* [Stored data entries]
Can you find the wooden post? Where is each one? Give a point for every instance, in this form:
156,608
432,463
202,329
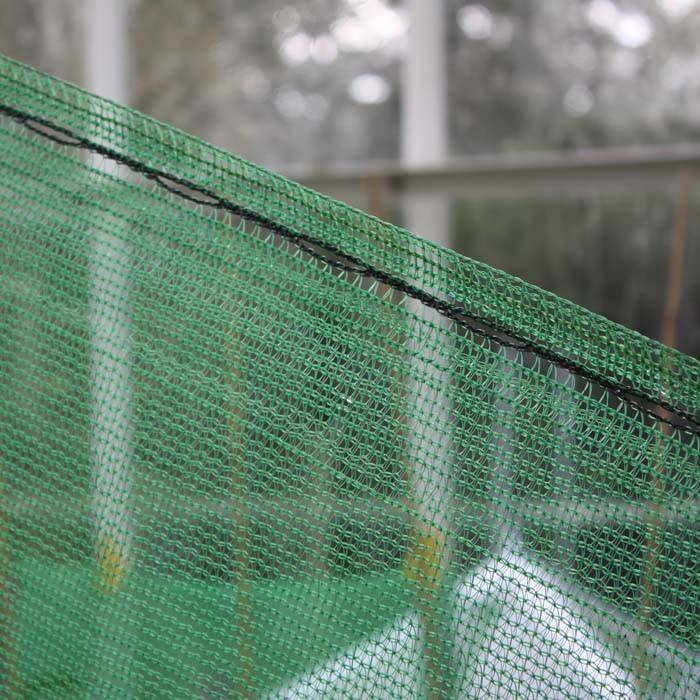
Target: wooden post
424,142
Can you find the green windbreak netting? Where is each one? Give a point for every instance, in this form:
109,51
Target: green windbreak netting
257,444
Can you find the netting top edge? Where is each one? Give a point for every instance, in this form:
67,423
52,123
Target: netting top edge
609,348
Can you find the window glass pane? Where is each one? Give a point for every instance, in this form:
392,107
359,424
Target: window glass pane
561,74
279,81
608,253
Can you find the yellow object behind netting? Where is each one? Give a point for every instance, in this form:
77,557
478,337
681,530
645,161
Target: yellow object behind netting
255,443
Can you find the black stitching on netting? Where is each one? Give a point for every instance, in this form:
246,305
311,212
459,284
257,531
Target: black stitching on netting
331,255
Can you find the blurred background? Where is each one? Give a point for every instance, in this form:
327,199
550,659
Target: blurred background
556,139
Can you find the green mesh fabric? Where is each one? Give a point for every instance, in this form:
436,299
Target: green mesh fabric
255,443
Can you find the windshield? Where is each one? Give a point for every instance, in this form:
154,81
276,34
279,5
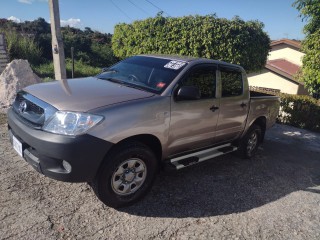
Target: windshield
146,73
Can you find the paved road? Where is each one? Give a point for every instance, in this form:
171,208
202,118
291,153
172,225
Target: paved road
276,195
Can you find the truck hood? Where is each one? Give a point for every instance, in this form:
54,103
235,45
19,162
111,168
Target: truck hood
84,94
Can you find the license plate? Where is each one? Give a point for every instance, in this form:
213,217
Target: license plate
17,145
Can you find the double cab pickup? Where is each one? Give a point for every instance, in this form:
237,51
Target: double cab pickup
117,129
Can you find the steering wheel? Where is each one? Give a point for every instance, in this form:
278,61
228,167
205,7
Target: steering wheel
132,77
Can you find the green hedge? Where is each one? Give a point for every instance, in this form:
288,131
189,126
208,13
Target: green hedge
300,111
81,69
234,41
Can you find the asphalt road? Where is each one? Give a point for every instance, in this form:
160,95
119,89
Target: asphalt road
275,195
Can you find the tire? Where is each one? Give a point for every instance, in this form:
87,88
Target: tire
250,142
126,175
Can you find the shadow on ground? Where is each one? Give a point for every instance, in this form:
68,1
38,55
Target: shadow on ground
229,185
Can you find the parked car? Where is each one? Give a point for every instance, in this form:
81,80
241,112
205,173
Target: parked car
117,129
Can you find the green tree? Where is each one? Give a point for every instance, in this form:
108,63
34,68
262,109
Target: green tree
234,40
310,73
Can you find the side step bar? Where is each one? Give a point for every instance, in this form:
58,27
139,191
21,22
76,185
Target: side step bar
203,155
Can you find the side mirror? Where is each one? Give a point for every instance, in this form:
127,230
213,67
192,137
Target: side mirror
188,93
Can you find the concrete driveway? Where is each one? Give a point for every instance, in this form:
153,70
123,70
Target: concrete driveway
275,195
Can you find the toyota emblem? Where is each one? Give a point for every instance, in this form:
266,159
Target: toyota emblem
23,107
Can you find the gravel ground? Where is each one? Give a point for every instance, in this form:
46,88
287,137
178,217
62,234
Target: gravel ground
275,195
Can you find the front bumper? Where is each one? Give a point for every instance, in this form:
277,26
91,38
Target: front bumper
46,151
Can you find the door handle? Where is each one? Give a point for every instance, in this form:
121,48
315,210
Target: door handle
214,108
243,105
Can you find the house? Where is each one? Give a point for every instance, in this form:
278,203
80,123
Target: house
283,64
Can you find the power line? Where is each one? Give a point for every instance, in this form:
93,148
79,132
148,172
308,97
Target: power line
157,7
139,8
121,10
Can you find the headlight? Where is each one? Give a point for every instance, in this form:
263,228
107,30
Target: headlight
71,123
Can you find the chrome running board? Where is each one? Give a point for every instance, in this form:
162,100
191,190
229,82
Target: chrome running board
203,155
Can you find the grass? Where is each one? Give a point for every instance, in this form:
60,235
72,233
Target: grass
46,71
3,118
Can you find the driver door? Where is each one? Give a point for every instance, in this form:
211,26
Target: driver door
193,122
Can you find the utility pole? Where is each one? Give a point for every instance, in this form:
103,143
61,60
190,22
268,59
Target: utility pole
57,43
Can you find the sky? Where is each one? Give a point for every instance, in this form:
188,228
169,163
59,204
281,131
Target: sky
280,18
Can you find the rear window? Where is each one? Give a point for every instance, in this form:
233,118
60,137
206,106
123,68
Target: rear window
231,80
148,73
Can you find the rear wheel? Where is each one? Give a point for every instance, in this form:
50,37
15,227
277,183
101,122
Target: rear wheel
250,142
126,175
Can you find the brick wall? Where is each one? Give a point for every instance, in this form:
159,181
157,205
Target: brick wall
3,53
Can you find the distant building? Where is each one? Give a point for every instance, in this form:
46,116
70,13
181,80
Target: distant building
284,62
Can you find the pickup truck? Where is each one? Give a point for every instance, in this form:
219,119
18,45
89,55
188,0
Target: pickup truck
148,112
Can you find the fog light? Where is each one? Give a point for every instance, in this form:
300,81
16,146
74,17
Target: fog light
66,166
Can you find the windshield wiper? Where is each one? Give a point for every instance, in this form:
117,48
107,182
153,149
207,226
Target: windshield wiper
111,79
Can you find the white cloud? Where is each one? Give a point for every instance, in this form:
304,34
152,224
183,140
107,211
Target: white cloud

* [Exercise requirements]
Which lines of the records hold the string "white"? Copy each one.

* [Expected output]
Can you find the white cloud? Where is each one? Give a point for every instance, in this form:
Target: white cloud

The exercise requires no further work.